- CONSIGNE 1:
Citez fidèlement le passage du texte sur Marc Tomsin qui commence aux mots « Un lycéen dans » et se termine après les mots « plateaux de télévision. ».
- CONSIGNE 2:
Dans le texte sur Marc Tomsin, reformulez sous forme de liste le paragraphe qui commence par « En 1971, Marc entre aux Nouvelles Messageries » en conservant ses faits essentiels.
- CONSIGNE 3:
Poursuivez la rédaction du texte sur Marc Tomsin à partir de sa dernière phrase.

- TEXTE DE LA PAGE:
Marc Tomsin (1950-2021), un anarchiste à la croisée des mondes




Drôle de printemps. Alors que l’épidémie semble reculer, que le beau temps s’installe et que les sociabilités respirent un peu à nouveau, la mort de notre ami et camarade Marc Tomsin, le 8 juin, est venue bousculer l’enthousiasme des belles journées printanières.

Beaucoup, dans le mouvement libertaire, connaissaient cet anarchiste atypique, cet Indien de Ménilmontant, longue silhouette à la démarche apaisée, avec son sac en cuir en bandoulière, toujours garni de petits livres soigneusement rangés dans des pochettes en plastique. On n’abîme pas les livres ! Surtout quand c’est de la belle ouvrage, comme Marc l’aimait tant, lui le petit éditeur méticuleux, enfant de l’imprimerie et des mots.

Un lycéen dans la tempête de 68

C’est au lycée que Marc a embrassé l’anarchisme, une philosophie qui ne lui était pas si étrangère, son père, Jacques, ayant milité dans le mouvement libertaire d’après-guerre. Mais l’anarchisme qu’il rencontre alors est sans doute un peu différent de celui du paternel, bousculé et transformé par la comète Mai-68, dont le passage l’aura marqué durablement. Militant de l’éphémère Jeunesse anarchiste communiste, Marc piétine le pavé parisien de manifestation en émeute et goûte à l’effervescence heureuse des paroles libérées en assemblée générale. Un engagement tout entier, qui ne l’a plus quitté ; contrairement à d’autres enfants de 68, Marc n’aura jamais été cet adulte libéral, bouffé par le carriérisme et le pouvoir, qu’on voit aujourd’hui pérorer sur les plateaux de télévision.

L’ouvrier du Livre parisien

En 1971, Marc entre aux Nouvelles Messageries de la presse parisienne (NMPP), où il travaille comme magasinier. Un premier pas dans le vaste monde hors norme du Livre parisien, où la CGT donne le « la ». Un univers dans lequel Marc passera toute sa carrière professionnelle, changeant de métiers sans jamais déserter le Livre. En 1973, il quitte les NMPP et devient chauffeur-livreur pour le quotidien Le Monde, à mi-temps, avant d’« entrer en correction », comme on dit, en 1979. Un métier qu’il apprend auprès d’un autre anarchiste, Georges Rubel, correcteur de métier, graveur de passion. Comme il se doit, Marc rejoint le Syndicat des correcteurs – le poil à gratter de la CGT, la légion étrangère du Livre – et effectue ses trois années de labeur dans diverses imprimeries, avant d’entrer à l’Encyclopædia Universalis, puis en presse parisienne, d’abord à L’Humanité, puis au Monde, ce journal qu’il avait tant livré en camionnette quelques années auparavant…

Marc n’a jamais considéré la carte syndicale comme une simple carte de travail dans un monde où l’adhésion à la CGT est obligatoire pour travailler. Il a donné de son temps au syndicat, intégrant son organe de direction, le comité syndical, et prenant des responsabilités dans son secteur « solidarité internationale ». En 2001, il est même élu secrétaire au placement, un mandat important, essentiel, qui consiste à distribuer le travail, chaque jour, aux rouleurs du syndicat (sorte de « pigistes » ou d’intérimaires).

Entrées enregistrées:

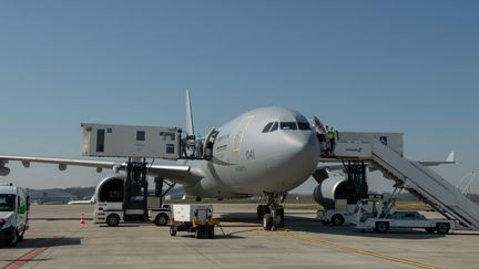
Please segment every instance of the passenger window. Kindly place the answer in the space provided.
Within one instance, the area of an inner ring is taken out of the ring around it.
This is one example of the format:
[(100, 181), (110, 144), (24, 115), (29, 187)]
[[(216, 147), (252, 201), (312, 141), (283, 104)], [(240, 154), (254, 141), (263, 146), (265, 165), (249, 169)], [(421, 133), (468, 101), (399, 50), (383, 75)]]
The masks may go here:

- RÉSULTAT DE LA TÂCHE 1:
Un lycéen dans la tempête de 68

C’est au lycée que Marc a embrassé l’anarchisme, une philosophie qui ne lui était pas si étrangère, son père, Jacques, ayant milité dans le mouvement libertaire d’après-guerre. Mais l’anarchisme qu’il rencontre alors est sans doute un peu différent de celui du paternel, bousculé et transformé par la comète Mai-68, dont le passage l’aura marqué durablement. Militant de l’éphémère Jeunesse anarchiste communiste, Marc piétine le pavé parisien de manifestation en émeute et goûte à l’effervescence heureuse des paroles libérées en assemblée générale. Un engagement tout entier, qui ne l’a plus quitté ; contrairement à d’autres enfants de 68, Marc n’aura jamais été cet adulte libéral, bouffé par le carriérisme et le pouvoir, qu’on voit aujourd’hui pérorer sur les plateaux de télévision.

- RÉSULTAT DE LA TÂCHE 2:
- 1971 : Marc entre aux NMPP comme magasinier. C'est son premier pas dans le monde du Livre parisien, où la CGT donne le « la » et où il passera toute sa carrière.
- 1973 : il quitte les NMPP et devient chauffeur-livreur à mi-temps pour Le Monde.
- 1979 : il « entre en correction ». Il apprend ce métier auprès de l'anarchiste Georges Rubel.
- Il rejoint le Syndicat des correcteurs et effectue ses trois années dans diverses imprimeries.
- Il passe ensuite à l'Encyclopædia Universalis, puis en presse parisienne : d'abord à L'Humanité, puis au Monde, le journal qu'il avait livré en camionnette.

- RÉSULTAT DE LA TÂCHE 3:
Marc Tomsin
cc Philippe Huynh-Minh (2009)

L’anarchiste qui édite des livres

Si Marc se revendiquait volontiers de la tradition orale, il a pourtant passé beaucoup de temps à publier des textes. Non seulement il a participé à bien des aventures éditoriales du mouvement libertaire (Informations et correspondances ouvrières, La Lanterne noire, IRL, etc.), mais il a aussi développé une belle activité d’éditeur, qui a occupé une bonne partie de sa vie. Il fonde une première maison d’édition en 1985, avec Angèle Soyaux, qu’il baptise Ludd, en hommage aux luddites. Avec cette petite structure, il publie une trentaine de livres, essentiellement des auteurs germaniques, et porte un soin tout particulier à leur fabrication, qu’il confie à la Société des ateliers et imprimeries graphiques, pour une composition à la linotype et une impression au plomb.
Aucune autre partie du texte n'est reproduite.